-- Required work --
Rewrite every record below, swapping each occurrence of "drill" for "exercise" and leaving everything else unchanged.

-- Material shown --

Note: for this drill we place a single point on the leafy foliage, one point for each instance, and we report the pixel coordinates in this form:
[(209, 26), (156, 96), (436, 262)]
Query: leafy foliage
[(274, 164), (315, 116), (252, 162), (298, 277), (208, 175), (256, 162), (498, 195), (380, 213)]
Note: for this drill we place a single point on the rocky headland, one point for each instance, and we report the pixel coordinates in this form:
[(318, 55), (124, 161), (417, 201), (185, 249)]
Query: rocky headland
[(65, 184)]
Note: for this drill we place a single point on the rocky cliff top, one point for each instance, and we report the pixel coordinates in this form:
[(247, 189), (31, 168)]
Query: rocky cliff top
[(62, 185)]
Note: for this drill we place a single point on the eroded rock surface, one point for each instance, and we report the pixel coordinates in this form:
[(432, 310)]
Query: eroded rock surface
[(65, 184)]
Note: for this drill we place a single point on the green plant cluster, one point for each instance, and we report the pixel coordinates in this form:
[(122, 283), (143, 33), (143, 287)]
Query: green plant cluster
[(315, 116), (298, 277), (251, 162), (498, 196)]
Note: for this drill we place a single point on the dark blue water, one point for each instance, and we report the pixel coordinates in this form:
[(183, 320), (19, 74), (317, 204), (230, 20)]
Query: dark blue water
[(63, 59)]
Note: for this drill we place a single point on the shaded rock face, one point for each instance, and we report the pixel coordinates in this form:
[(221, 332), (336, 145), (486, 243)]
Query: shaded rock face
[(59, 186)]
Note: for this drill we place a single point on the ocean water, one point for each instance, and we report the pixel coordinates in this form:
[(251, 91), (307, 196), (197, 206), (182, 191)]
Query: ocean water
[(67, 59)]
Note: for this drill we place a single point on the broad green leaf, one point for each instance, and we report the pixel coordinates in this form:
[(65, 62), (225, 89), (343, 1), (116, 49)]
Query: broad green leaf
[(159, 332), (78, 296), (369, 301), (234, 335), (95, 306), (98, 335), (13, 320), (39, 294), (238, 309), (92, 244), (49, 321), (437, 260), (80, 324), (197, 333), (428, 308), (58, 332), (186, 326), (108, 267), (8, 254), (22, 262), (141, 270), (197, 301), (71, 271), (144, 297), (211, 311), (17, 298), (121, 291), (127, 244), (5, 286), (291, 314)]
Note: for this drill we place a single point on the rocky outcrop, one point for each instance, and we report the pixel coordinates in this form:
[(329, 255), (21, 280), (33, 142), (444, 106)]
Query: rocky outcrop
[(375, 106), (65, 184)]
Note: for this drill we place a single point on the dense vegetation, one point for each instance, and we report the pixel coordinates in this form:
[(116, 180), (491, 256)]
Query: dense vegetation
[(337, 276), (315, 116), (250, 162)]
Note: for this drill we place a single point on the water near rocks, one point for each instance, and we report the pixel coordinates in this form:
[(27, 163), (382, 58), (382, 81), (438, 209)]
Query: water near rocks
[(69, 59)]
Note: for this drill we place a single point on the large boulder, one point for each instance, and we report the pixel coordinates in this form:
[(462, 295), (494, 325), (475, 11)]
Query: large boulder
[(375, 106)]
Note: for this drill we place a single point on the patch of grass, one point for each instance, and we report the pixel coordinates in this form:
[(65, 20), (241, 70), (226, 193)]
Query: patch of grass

-- Finished exercise --
Note: for this exercise we place a single point on the leafy foliage, one point for each instance, and we report the pixel coordinates in this form:
[(209, 26), (156, 96), (436, 262)]
Query: leafy foliage
[(274, 164), (315, 116), (252, 162), (298, 277), (208, 175), (256, 162), (498, 195), (380, 213)]
Note: for this exercise we place a single point on the rocky headland, one point for each instance, and we report the pixel coordinates in this form:
[(318, 55), (124, 161), (417, 201), (185, 249)]
Query: rocky headland
[(65, 184)]
Note: for this exercise we place a single point on the rocky cliff top, one point for each instance, and we report the pixel coordinates in this form:
[(247, 189), (31, 168)]
Query: rocky cliff top
[(62, 185)]
Note: for this exercise we place a single point on the eroded rock surface, one point for each instance, and we report the pixel coordinates in this form:
[(432, 310)]
Query: eroded rock surface
[(65, 184)]
Note: for this exercise we place a single point on the green plant cluster, one point for each instance, and we report the pixel coordinates in this form:
[(122, 283), (143, 33), (143, 287)]
Query: green plant cluster
[(315, 116), (298, 277), (251, 162), (498, 196)]
Note: for this exercise we place a single point on the dark blue water, one point for each instance, and we report the pixel coordinates in this form:
[(183, 320), (19, 74), (317, 204), (230, 20)]
Query: dark blue water
[(63, 59)]
Note: for this exercise we place a single point on the shaded rock face, one point for each instance, and we report the pixel coordinates in this form:
[(221, 332), (336, 145), (486, 243)]
Query: shaded rock face
[(59, 186)]
Note: for this exercise we place a single point on the ocean water, one point for each instance, and we report the pixel coordinates in this form:
[(251, 91), (307, 196), (197, 206), (182, 191)]
Query: ocean water
[(67, 59)]
Note: for this exercise we place a single point on the broad green leaf, one point for each instance, and we report the pixel coordinates in this form:
[(65, 62), (225, 89), (343, 1), (116, 49)]
Query: broad green leaf
[(159, 332), (78, 296), (369, 301), (234, 335), (95, 306), (98, 335), (13, 320), (39, 294), (238, 309), (92, 244), (49, 321), (437, 260), (80, 324), (197, 333), (428, 308), (58, 332), (186, 326), (108, 267), (8, 254), (22, 262), (141, 270), (197, 301), (71, 271), (144, 297), (211, 311), (17, 298), (121, 291), (127, 244), (5, 286), (291, 314)]
Note: for this exercise we place a single point on the rocky outcrop, one point for each instance, and we report the pixel coordinates in this form:
[(329, 255), (21, 280), (33, 142), (444, 106)]
Query: rocky outcrop
[(375, 106), (65, 184)]
Note: for this exercise we place a single point on the dense vegetation, one point for each instance, and we report the pixel coordinates in this form:
[(116, 180), (491, 256)]
Query: dense vegetation
[(337, 276), (315, 116), (250, 162)]
Note: for this exercise we place a single point on the water near rocks, one point for each instance, and we report the pixel coordinates in this form:
[(27, 163), (382, 58), (382, 81), (438, 209)]
Query: water near rocks
[(69, 59)]
Note: for this exercise we place a single point on the large boulder, one point for each instance, and we report the pixel coordinates in this form:
[(462, 295), (494, 325), (475, 11)]
Query: large boulder
[(375, 106)]
Note: for this exercise we place a single point on the patch of grass, one point for each instance, and we report the pixel coordinates in this form:
[(65, 20), (241, 70), (226, 193)]
Query: patch of grass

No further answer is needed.